_Письменное задание:_ В чем, согласно фрагменту о стратегических преобразованиях, состоит авторский метод формирования стратегии, который представляла компания?

_Фрагмент источника:_

Одной из главных проблем теории и практики стратегического менеджмента считается реализация стратегических преобразований. Это тот камень преткновения, о который запинаются стратегии и программы развития. Далеко не одна компания, далеко не один предприниматель «погорели» на этом деле — «откусив больше, чем смогли прожевать» — начав амбициозные реформы, но не сумев их закончить с результатом.

Одновременно с этим есть целая наука организационных преобразований, которая преподает нам, что люди не любят меняться. Что изменения нужно тщательно готовить, создавать чувство безотлагательности, формировать политическую коалицию, снимать препятствия изменениям, ко-оптировать «лидеров мнений» и т. д. Существует целый набор инструментов и подходов, направленных на «разморозку», «проведение преобразований» и «заморозку» организации, целый мешок хитростей, направленных на преодоление сопротивления и достижение желаемой смены поведения людей в бизнесе.

Недавно, после одной корпоративной презентации нашей компании и ее услуги (по подготовке и проведению стратегической сессии) развязалась дискуссия с аудиторией. Сотрудник компании-«потенциального клиента», задав нам ряд вопросов, в конце концов произнес и такой — как вы преодолеваете сопротивление персонала?

«Зачем мне преодолевать ваше сопротивление? — спросил я риторически. — Я наоборот хочу ваши идеи положить в основу стратегии».

Несколько секунд этот опытный руководитель смотрел на меня недоуменно и затем… промолчал. Он прекрасно понял о чем речь. Ведь он был на нашей презентации и видел наш стратегический метод во всей красе. Наш авторский метод формирования стратегии — который заключается в том, что стратегия рождается как «разговор на равных», а не как «авторитетный документ», который необходимо «реализовывать».

«Разве я не побеждаю своих врагов, превращая их в своих друзей», — изрек Авраам Линкольн, американский президент, сумевший преодолеть сумасшедшее сопротивление — сопротивление рабовладельцев свободе рабов — и отменивший-таки рабство.

_Исходные данные:_
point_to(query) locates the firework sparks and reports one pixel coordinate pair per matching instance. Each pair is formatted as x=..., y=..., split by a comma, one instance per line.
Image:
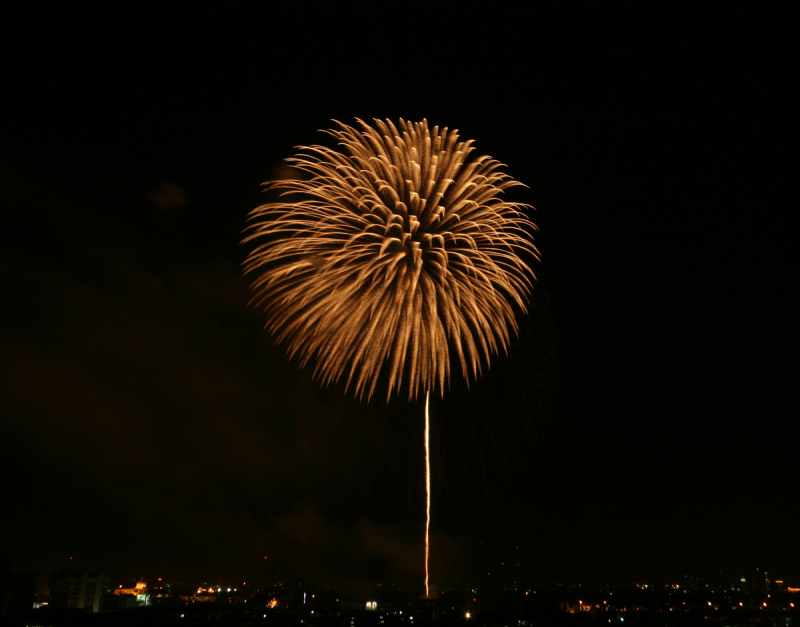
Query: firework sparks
x=427, y=487
x=394, y=254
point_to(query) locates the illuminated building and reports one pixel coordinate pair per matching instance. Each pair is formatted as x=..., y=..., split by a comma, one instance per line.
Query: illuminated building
x=72, y=588
x=139, y=591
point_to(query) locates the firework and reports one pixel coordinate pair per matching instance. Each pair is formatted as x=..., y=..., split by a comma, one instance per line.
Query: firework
x=395, y=257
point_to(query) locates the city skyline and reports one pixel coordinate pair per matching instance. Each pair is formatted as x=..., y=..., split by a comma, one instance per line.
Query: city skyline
x=640, y=426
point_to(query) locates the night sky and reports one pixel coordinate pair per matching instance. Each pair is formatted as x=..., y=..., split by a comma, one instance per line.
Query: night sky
x=643, y=424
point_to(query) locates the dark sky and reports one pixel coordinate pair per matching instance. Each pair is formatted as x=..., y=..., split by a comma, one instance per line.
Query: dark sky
x=642, y=424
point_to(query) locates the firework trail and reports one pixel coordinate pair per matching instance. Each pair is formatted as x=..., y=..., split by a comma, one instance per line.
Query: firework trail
x=394, y=258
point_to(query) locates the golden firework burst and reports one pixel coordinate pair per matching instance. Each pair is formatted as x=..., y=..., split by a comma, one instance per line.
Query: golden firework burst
x=396, y=256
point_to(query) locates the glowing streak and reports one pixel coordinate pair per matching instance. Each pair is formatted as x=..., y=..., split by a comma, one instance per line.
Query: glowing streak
x=427, y=486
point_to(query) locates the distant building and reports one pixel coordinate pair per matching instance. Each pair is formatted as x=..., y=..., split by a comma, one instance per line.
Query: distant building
x=17, y=592
x=72, y=588
x=139, y=591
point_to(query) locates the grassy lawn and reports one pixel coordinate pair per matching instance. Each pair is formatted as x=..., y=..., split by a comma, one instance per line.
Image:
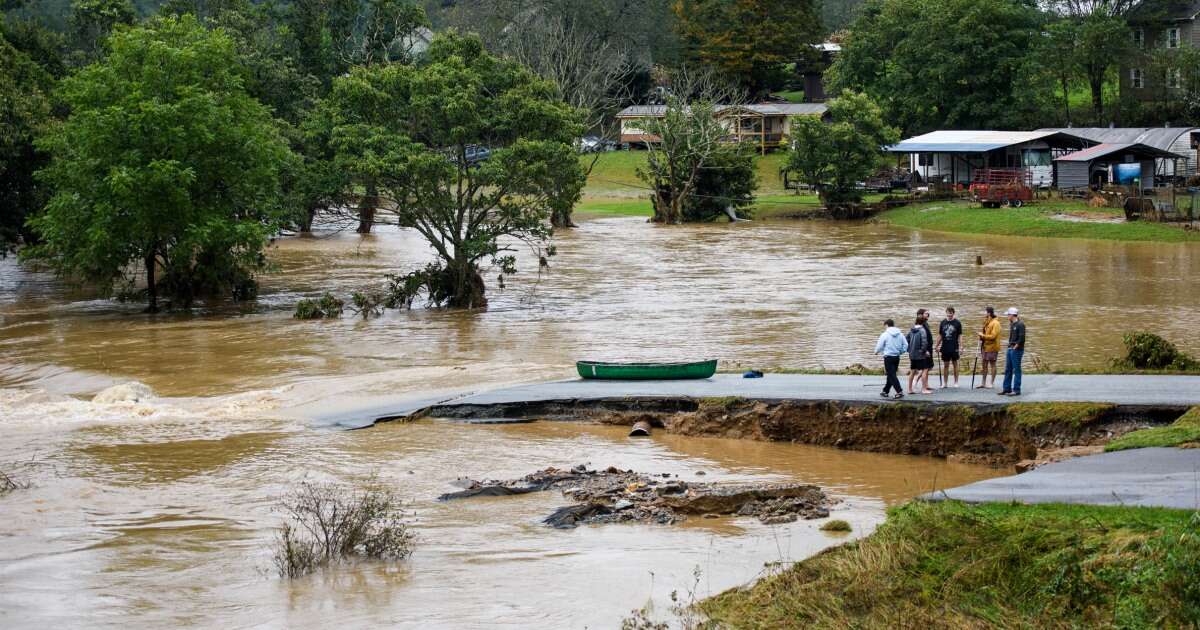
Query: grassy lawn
x=615, y=190
x=791, y=96
x=1035, y=220
x=993, y=565
x=1186, y=430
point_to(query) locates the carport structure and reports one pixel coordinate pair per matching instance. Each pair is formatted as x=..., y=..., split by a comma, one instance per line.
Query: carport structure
x=1097, y=166
x=953, y=156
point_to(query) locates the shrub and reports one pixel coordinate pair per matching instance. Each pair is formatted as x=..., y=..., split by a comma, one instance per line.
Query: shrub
x=9, y=484
x=327, y=306
x=330, y=522
x=1146, y=351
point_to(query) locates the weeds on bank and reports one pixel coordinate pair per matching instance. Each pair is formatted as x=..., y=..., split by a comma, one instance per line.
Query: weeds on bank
x=330, y=522
x=954, y=565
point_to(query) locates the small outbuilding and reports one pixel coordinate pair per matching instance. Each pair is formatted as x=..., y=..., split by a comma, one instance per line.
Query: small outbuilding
x=1129, y=165
x=1181, y=141
x=953, y=156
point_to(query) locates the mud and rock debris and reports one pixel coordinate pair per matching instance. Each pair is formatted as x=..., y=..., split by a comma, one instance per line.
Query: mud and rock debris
x=616, y=496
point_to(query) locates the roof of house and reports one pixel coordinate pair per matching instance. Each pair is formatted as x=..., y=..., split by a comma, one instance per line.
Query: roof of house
x=767, y=109
x=1157, y=137
x=1108, y=149
x=978, y=142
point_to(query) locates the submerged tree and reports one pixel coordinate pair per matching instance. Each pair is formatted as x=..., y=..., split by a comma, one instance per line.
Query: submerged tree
x=165, y=163
x=834, y=156
x=472, y=151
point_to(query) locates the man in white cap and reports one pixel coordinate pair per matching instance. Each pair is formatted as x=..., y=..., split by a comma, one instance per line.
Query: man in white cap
x=1014, y=354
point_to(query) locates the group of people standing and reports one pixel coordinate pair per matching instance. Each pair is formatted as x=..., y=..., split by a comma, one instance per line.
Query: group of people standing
x=921, y=347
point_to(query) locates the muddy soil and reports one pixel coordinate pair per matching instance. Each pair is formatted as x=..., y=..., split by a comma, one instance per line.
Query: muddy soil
x=983, y=435
x=616, y=496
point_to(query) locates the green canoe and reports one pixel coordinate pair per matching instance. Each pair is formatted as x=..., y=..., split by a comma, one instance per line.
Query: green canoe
x=646, y=371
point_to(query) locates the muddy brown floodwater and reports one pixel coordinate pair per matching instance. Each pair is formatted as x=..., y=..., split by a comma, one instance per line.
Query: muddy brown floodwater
x=154, y=504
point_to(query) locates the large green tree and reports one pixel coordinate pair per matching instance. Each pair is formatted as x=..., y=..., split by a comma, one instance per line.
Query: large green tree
x=749, y=41
x=24, y=113
x=955, y=64
x=166, y=166
x=411, y=136
x=834, y=156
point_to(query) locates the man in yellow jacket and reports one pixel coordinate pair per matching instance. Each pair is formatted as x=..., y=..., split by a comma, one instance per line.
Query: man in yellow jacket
x=989, y=345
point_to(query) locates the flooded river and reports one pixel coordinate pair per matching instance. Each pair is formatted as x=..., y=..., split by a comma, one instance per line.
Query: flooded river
x=154, y=505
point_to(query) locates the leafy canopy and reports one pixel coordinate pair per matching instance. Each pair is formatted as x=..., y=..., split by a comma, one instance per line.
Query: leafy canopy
x=834, y=156
x=945, y=64
x=165, y=162
x=750, y=41
x=412, y=133
x=24, y=113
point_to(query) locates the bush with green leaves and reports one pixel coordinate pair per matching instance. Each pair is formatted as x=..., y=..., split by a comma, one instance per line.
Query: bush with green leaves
x=1146, y=351
x=333, y=522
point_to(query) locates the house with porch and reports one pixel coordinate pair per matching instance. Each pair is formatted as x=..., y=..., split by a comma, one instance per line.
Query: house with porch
x=1158, y=27
x=763, y=125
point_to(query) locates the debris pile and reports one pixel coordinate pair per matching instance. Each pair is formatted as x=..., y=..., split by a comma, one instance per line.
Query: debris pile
x=615, y=496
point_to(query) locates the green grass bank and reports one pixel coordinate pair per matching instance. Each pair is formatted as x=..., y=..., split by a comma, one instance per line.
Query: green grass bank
x=994, y=565
x=1044, y=219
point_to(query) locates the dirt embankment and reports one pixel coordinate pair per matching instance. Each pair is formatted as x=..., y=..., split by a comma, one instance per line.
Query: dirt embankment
x=1023, y=435
x=1003, y=435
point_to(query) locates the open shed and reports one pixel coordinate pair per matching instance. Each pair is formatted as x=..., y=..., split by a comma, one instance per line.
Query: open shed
x=953, y=156
x=1111, y=162
x=1182, y=141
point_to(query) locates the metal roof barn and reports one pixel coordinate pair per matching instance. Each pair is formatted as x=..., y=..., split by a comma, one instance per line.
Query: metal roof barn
x=1181, y=141
x=954, y=156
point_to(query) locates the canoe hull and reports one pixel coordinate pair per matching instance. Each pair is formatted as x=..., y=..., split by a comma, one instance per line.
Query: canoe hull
x=600, y=371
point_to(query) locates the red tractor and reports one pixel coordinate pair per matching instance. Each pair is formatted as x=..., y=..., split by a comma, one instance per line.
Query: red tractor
x=995, y=187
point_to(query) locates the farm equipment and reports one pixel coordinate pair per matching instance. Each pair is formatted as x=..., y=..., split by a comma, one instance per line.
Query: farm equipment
x=995, y=187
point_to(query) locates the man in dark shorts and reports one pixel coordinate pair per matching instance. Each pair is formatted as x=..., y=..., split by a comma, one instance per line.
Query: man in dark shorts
x=921, y=353
x=949, y=334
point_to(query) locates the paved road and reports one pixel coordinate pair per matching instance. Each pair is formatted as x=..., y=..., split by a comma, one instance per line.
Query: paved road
x=1167, y=390
x=1164, y=478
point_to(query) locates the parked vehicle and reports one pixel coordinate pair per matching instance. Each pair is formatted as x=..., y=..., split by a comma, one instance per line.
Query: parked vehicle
x=594, y=144
x=994, y=187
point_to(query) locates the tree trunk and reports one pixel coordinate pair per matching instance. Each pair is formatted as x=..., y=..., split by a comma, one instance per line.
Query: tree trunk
x=1066, y=99
x=367, y=208
x=1097, y=82
x=310, y=215
x=151, y=285
x=468, y=288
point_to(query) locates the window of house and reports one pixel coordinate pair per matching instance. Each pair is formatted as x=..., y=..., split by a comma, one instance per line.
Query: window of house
x=1037, y=157
x=1174, y=78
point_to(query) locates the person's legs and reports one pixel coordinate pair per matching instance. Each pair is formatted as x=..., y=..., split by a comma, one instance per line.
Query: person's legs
x=1008, y=372
x=1017, y=370
x=891, y=366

_Полный ответ:_ Стратегия рождается как «разговор на равных», а не как «авторитетный документ», который необходимо «реализовывать».